— Start of DATASET CONTENT —
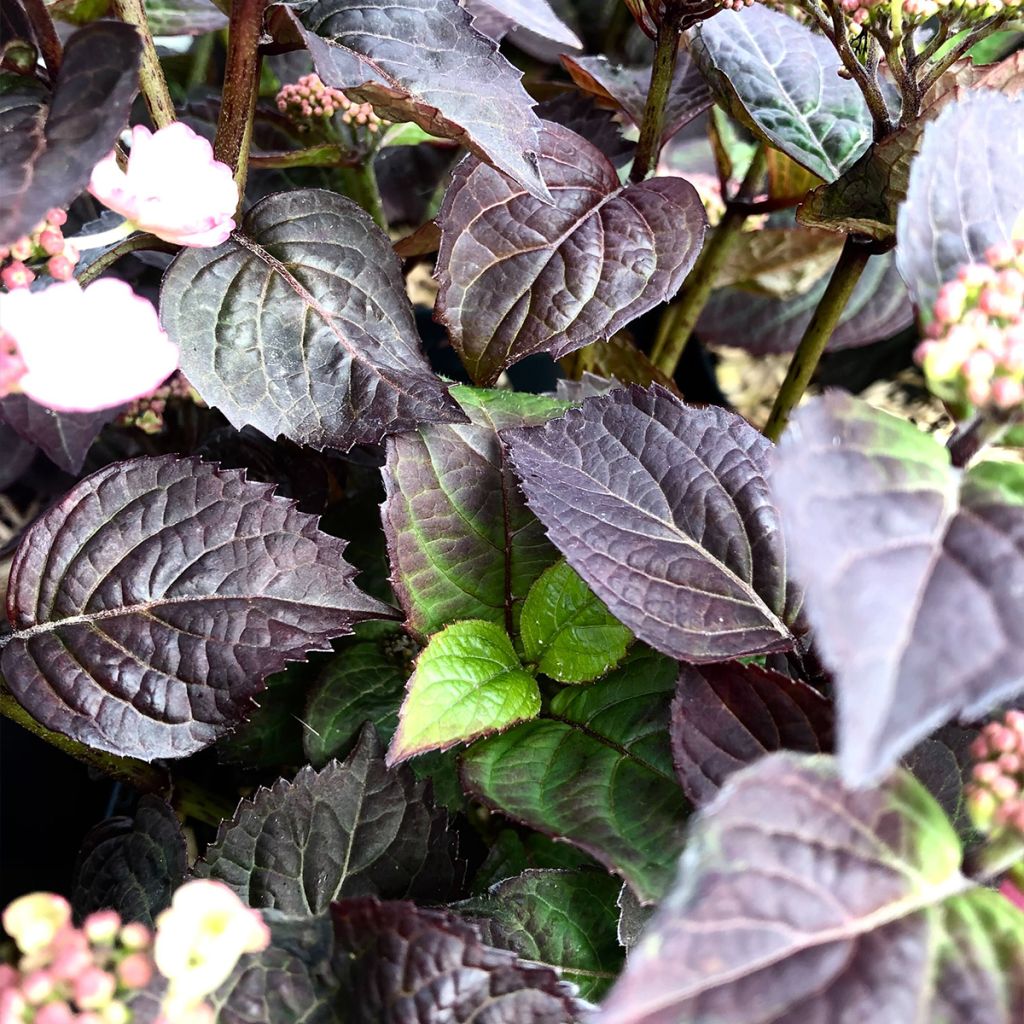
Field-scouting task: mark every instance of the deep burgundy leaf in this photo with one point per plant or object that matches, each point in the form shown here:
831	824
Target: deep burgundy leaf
518	276
799	900
665	511
356	828
132	865
64	437
964	194
913	573
154	599
724	717
422	60
626	89
299	325
46	157
407	965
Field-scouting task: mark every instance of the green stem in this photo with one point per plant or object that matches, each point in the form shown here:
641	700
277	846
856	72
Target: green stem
649	143
685	311
151	75
130	245
46	36
238	104
359	183
851	264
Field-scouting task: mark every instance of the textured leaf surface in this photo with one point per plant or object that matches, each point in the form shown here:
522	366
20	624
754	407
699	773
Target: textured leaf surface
299	325
421	60
626	89
565	920
354	828
518	276
964	194
154	599
131	864
566	631
901	558
601	777
46	156
781	79
878	308
724	717
468	682
461	541
799	900
408	965
64	437
665	511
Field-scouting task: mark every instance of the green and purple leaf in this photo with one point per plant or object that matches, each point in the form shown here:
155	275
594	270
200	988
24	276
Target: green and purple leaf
299	325
518	276
355	828
912	571
665	511
151	603
800	900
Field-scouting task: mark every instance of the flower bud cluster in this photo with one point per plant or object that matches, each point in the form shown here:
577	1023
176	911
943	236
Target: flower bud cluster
975	346
68	975
44	244
995	793
309	98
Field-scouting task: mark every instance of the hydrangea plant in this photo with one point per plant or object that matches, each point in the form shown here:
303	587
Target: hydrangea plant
503	664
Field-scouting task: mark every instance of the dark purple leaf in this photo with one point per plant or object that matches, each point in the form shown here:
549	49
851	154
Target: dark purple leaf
801	901
664	510
517	276
626	89
64	437
781	79
299	325
46	156
726	716
154	599
355	828
964	194
132	865
913	574
421	60
401	964
461	541
878	308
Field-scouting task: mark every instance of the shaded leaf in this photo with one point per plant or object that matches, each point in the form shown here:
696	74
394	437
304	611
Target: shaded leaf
878	308
64	437
626	89
131	864
350	829
566	631
468	682
360	684
781	80
799	900
897	552
725	717
421	60
461	541
47	155
154	599
963	194
401	964
601	778
299	325
664	510
564	920
517	276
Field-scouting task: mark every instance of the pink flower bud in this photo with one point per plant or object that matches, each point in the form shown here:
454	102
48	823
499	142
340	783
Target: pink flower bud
172	186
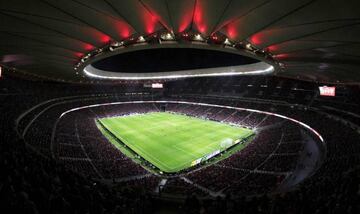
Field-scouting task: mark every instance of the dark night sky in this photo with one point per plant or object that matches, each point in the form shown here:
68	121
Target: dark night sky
170	59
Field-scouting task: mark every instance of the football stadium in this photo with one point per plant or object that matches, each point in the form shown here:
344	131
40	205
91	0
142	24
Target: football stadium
179	106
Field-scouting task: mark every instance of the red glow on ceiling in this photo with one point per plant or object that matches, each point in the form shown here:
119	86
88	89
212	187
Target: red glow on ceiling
105	38
78	54
150	22
123	29
185	20
256	39
231	31
199	18
89	47
272	48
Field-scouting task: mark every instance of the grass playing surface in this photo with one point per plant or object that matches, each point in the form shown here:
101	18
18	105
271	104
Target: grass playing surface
169	141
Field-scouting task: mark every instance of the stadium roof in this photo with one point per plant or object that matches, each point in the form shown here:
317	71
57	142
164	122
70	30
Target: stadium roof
312	39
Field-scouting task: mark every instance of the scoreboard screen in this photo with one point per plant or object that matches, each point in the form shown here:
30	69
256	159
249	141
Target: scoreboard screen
327	91
157	85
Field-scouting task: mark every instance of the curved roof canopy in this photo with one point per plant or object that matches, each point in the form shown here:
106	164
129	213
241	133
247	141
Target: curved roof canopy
311	39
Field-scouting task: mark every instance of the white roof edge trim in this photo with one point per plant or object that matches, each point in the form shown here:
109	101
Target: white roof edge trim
260	68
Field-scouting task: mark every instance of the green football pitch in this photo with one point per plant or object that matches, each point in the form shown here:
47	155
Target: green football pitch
172	142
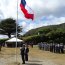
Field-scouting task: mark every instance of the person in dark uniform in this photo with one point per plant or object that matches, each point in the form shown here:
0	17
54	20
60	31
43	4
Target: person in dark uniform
26	52
61	48
22	49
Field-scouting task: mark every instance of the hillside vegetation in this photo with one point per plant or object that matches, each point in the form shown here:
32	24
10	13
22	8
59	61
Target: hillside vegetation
51	33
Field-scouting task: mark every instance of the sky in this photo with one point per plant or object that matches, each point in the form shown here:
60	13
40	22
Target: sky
46	12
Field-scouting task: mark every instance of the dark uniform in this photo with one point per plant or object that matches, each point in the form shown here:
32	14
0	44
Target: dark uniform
26	53
23	54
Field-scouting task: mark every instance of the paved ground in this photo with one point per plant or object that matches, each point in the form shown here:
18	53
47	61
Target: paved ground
36	57
32	61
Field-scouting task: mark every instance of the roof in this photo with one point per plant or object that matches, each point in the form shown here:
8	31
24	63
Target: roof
14	40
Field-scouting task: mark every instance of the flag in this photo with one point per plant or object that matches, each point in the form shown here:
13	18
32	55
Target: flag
26	10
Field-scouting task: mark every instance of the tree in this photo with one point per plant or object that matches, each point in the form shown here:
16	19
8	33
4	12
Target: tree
8	27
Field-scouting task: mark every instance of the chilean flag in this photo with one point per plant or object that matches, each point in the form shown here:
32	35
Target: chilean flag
26	10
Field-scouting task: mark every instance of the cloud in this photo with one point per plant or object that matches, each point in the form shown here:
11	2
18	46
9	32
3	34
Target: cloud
47	12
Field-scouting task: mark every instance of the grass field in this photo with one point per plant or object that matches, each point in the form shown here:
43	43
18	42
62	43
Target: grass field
34	52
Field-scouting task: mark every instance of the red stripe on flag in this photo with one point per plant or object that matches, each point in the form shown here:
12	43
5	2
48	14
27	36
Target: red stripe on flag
27	15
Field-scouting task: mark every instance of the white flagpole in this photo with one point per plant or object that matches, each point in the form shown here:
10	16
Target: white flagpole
16	30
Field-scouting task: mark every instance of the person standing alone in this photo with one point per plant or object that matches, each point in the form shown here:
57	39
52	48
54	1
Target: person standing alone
26	52
22	49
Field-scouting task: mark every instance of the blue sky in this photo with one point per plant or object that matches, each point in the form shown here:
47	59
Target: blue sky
47	12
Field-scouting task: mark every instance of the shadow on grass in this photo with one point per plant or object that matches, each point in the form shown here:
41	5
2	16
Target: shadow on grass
33	64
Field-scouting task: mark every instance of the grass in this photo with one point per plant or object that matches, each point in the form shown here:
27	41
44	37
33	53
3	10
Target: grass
35	53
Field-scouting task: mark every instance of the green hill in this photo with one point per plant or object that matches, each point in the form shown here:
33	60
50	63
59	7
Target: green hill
45	29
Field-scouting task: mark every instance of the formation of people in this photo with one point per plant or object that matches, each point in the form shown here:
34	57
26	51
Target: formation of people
24	53
52	47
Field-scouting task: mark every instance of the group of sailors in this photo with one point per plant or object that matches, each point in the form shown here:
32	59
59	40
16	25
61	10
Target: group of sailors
52	47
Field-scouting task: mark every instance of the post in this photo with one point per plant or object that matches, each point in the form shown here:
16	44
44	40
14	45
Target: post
16	30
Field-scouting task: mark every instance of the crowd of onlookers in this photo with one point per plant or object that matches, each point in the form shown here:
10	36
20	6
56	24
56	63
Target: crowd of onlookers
52	47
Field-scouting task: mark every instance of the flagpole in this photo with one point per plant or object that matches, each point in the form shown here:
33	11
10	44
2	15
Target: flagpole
16	30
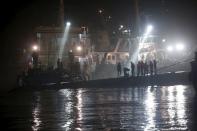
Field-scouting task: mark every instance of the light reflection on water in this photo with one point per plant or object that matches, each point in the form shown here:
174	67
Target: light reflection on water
36	115
140	108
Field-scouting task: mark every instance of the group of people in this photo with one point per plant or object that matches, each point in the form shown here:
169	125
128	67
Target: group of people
143	68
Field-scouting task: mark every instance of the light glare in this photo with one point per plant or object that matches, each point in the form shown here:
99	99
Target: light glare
79	48
179	47
149	28
170	48
35	48
68	23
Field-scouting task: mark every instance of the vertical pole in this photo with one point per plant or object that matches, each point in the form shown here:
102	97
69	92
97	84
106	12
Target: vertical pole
61	15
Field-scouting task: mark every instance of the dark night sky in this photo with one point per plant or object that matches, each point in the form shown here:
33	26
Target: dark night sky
18	19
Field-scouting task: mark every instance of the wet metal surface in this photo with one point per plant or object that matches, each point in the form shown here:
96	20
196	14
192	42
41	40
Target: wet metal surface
139	108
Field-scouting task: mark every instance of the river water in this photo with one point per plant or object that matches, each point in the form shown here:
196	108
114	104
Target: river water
105	109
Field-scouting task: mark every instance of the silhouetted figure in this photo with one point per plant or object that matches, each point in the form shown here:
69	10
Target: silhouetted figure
193	74
142	68
35	59
126	72
58	63
155	66
132	69
86	72
151	68
61	65
119	69
145	68
138	68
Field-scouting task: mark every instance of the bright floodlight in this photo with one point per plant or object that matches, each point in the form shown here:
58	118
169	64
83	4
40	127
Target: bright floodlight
68	23
170	48
149	29
35	48
179	47
79	48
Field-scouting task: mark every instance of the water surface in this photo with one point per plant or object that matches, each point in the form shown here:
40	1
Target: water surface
136	108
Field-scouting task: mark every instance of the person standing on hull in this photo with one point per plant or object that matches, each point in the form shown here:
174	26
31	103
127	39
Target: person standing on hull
155	66
132	69
151	68
119	69
142	68
138	68
146	68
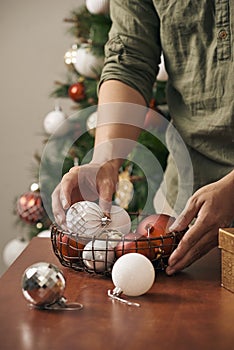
— End of DATASET CONTENT —
§ WHAT YOU ARE ASKED TO DO
Please turn the records, from the line containing "hull in this" through the end of the records, into a JSON list of strings with one string per line, both ends included and blank lines omitted. Leave the pictures out of the list.

§ EXERCISE RESULT
[
  "Field-scouting task: mark every instance of the person standing on hull in this photo with one point per plant or object that matches, each point in the form shown here:",
  "174\t26",
  "31\t103",
  "127\t39",
  "Target: person standing on hull",
  "155\t66",
  "132\t69",
  "151\t68",
  "119\t69",
  "142\t68",
  "138\t68",
  "146\t68"
]